- What you will do -
A. According to the blog post below, in what year was Peterson's first book in his pastoral imagination series published?
B. Retype a stretch of the blog post below, beginning at the words "When did the" and stopping after "discernment, and direction?".

- Supplied text -

Five Smooth Stones for Pastoral Work (Peterson)--Introduction

Reading Peterson on the run has usually been like a quick cup of refreshing water. After washing it down fast, I usually wish I could linger in his words slower. Now I get to do just that. I will start with his first book in his pastoral imagination series published in 1980. Unfortunately, I am reading and quoting from Kindle, so I will be unable to give a page number to my quotes. Instead, I will makes quotes from one chapter per post, and if you want to find the actual page numbers, you will have to get the book for yourself and look it up! The introduction to this book diagnosis precisely (and frequently painfully) our (my) current disintegrity between biblically-formed Sunday and worldly-formed Monday.

"The Bible we use on Sundays is quickly replaced on Monday by the current organizational manual or counseling handbook or editorial insight. But pastoral work gathers expertise not by acquiring new knowledge but by assimilating old wisdom, not by reading the latest books but by digesting the oldest ones." 

When did the Bible become Sunday-necessary, but Monday-not so much? Why is my primary text the Bible for preaching and teaching, but I'm tempted to other primary texts for counseling, leadership, care, discernment, and direction? 

"But we are not the first people to stand over the rubble and wonder which stone to put where in the rebuilding work. The "tell" of pastoral work is a considerable mound on the plain of ministry. And the strata of occupation are clear: there is an Augustinian layer, a Benedictine layer, a Franciscan layer, a Lutheran layer, a Calvinist layer, a Wesleyan layer, a Kierkegaardian layer-all using biblical stones. The one thing we must not do is wander off and try to find a new building site. The rebuilding must be done on the biblical site, using the biblical foundation stones."

There are ruins all around us. Many will only be able to grieve over the loss of the last structure of the Church. The last structure was proud, impressive, and had influence in the surrounding society. Though the church is built on the Rock and the gates of hell can't prevail against her, that doesn't mean the structure of the Church will always look the same. She will always be One, Holy, Catholic, and Apostolic. She will always be beloved and elect and royal. She will NOT always be proud or even above-ground. She will not always be impressive. Sometimes she will be persecuted. She will not always have influence. Sometimes she will be scorned. Sometime she will suffer through no fault of her own, but often she will falter because of compromise or assimilation. Peterson uses a hopeful phrase for when there is rubble and ruin, "the rebuilding work." The rebuilding work must have many discernments and decisions, but one thing we do not need to ask is "where should we rebuild? What material should we use?" "The rebuilding must be done on the biblical site, using biblical foundation stones."

- Dataset -
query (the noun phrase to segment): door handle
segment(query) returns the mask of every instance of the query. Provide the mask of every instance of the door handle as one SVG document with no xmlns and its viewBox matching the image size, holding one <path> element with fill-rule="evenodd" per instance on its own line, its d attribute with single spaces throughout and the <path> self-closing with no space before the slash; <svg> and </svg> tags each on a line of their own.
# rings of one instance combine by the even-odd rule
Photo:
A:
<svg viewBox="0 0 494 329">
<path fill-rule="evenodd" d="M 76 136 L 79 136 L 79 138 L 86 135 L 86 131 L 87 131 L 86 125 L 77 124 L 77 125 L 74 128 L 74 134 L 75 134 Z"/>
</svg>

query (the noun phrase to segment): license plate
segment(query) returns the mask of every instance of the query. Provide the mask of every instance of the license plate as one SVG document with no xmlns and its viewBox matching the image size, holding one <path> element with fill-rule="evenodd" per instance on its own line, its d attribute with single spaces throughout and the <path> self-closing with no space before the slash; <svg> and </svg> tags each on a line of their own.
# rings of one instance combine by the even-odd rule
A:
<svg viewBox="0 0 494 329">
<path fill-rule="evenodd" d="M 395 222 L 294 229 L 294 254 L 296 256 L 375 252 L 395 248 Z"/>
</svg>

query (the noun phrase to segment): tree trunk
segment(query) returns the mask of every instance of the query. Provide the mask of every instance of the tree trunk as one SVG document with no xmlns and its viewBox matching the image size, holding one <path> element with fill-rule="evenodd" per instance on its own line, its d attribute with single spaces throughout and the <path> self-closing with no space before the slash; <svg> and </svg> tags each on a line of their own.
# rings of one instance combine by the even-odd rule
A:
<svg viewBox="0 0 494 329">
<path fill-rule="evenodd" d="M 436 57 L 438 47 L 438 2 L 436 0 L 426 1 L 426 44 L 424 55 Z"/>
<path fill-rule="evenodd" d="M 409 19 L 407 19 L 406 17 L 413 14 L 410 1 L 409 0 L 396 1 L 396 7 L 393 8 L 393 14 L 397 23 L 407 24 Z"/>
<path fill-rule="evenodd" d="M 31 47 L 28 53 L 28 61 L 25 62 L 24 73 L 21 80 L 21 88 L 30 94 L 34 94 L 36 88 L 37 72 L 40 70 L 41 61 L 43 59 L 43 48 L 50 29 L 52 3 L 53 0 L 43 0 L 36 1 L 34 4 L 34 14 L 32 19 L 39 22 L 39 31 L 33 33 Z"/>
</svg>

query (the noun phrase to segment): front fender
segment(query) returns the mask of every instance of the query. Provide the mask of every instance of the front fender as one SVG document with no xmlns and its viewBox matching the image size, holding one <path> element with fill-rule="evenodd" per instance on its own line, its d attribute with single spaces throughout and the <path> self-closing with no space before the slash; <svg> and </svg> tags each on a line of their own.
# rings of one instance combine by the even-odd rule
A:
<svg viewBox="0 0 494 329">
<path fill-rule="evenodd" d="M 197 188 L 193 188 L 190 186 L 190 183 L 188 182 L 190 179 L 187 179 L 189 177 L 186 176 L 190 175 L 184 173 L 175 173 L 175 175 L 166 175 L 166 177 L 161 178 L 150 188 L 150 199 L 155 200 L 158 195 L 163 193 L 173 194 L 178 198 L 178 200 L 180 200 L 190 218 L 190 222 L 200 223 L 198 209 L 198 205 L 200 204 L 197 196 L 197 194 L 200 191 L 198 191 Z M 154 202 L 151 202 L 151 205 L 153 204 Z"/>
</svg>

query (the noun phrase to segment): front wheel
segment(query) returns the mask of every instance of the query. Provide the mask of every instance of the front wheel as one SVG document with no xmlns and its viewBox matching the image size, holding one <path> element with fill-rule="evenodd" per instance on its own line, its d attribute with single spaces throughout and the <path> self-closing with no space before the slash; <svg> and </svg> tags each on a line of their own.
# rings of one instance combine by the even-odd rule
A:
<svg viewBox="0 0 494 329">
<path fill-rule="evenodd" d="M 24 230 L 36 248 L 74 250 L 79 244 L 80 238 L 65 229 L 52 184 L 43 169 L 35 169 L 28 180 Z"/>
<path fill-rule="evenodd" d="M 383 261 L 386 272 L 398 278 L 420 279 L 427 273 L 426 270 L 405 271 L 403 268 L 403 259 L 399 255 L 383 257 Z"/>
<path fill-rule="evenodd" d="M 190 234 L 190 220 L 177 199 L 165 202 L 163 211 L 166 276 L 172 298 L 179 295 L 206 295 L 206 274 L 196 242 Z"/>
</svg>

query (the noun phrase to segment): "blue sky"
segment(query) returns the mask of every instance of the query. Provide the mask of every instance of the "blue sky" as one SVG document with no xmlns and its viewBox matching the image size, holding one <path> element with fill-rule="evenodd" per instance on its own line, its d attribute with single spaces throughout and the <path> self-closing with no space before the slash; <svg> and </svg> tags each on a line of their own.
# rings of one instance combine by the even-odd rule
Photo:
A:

- Results of the exercise -
A. 1980

B.
When did the Bible become Sunday-necessary, but Monday-not so much? Why is my primary text the Bible for preaching and teaching, but I'm tempted to other primary texts for counseling, leadership, care, discernment, and direction?